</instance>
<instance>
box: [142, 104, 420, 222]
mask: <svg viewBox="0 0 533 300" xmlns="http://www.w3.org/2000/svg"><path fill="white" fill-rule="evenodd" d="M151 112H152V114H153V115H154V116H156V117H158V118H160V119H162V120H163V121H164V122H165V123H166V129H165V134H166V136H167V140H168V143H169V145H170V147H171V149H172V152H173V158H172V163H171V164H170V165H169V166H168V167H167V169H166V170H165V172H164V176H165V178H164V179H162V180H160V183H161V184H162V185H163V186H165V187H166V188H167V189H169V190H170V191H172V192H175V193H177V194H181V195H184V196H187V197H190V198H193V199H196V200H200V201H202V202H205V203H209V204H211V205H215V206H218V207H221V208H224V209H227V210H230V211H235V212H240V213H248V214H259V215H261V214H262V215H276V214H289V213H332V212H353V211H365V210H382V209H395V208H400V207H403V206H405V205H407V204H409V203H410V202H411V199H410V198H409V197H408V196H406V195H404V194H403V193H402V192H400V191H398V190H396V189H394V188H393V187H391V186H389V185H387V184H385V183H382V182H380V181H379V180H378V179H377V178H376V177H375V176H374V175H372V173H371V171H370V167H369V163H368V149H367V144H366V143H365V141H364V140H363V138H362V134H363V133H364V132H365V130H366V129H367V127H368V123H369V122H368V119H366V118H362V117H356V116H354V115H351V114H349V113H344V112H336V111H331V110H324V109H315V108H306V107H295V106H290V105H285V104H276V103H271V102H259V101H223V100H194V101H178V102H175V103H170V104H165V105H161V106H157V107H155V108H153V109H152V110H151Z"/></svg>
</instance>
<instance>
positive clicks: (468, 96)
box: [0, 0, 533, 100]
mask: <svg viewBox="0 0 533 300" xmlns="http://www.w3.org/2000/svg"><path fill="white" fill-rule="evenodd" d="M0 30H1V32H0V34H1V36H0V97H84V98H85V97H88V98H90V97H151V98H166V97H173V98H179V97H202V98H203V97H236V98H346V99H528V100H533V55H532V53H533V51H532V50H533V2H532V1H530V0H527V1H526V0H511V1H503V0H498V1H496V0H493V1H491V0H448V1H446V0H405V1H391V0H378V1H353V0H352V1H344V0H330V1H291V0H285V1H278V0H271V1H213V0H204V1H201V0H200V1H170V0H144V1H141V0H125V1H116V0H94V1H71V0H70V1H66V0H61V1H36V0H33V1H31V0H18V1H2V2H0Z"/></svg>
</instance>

Task to carry out =
All of the data above should be set down word for word.

Written response =
</instance>
<instance>
box: [142, 104, 420, 222]
mask: <svg viewBox="0 0 533 300" xmlns="http://www.w3.org/2000/svg"><path fill="white" fill-rule="evenodd" d="M151 112H152V114H153V115H154V116H156V117H158V118H160V119H162V120H163V121H164V122H165V123H166V129H165V134H166V136H167V140H168V143H169V145H170V147H171V149H172V152H173V158H172V163H171V164H170V165H169V166H168V167H167V169H166V170H165V172H164V176H165V178H164V179H162V180H160V183H161V184H162V185H163V186H165V187H166V188H167V189H169V190H170V191H172V192H175V193H177V194H181V195H184V196H187V197H190V198H193V199H196V200H200V201H202V202H205V203H209V204H211V205H215V206H218V207H221V208H224V209H227V210H230V211H235V212H240V213H248V214H259V215H261V214H262V215H276V214H289V213H332V212H353V211H365V210H382V209H395V208H400V207H403V206H405V205H407V204H409V203H410V202H411V199H410V198H409V197H408V196H406V195H404V194H403V193H402V192H400V191H398V190H396V189H394V188H393V187H391V186H389V185H387V184H385V183H382V182H380V181H379V180H378V179H377V178H376V177H375V176H374V175H372V173H371V171H370V167H369V163H368V149H367V144H366V143H365V141H364V140H363V138H362V134H363V133H364V132H365V130H366V129H367V127H368V123H369V122H368V119H366V118H362V117H356V116H354V115H351V114H349V113H344V112H336V111H331V110H324V109H315V108H306V107H295V106H290V105H285V104H276V103H271V102H259V101H223V100H194V101H178V102H175V103H170V104H165V105H161V106H157V107H155V108H153V109H152V110H151Z"/></svg>
</instance>
<instance>
positive clicks: (468, 96)
box: [0, 0, 533, 100]
mask: <svg viewBox="0 0 533 300" xmlns="http://www.w3.org/2000/svg"><path fill="white" fill-rule="evenodd" d="M0 30H1V32H0V34H1V36H0V97H84V98H85V97H88V98H90V97H151V98H166V97H173V98H179V97H202V98H203V97H236V98H346V99H528V100H533V55H532V53H533V51H532V50H533V2H532V1H530V0H527V1H526V0H511V1H503V0H498V1H496V0H493V1H491V0H448V1H446V0H405V1H391V0H378V1H353V0H352V1H344V0H330V1H291V0H285V1H278V0H271V1H213V0H204V1H201V0H200V1H170V0H144V1H141V0H125V1H116V0H94V1H71V0H70V1H66V0H61V1H36V0H33V1H31V0H18V1H2V2H0Z"/></svg>
</instance>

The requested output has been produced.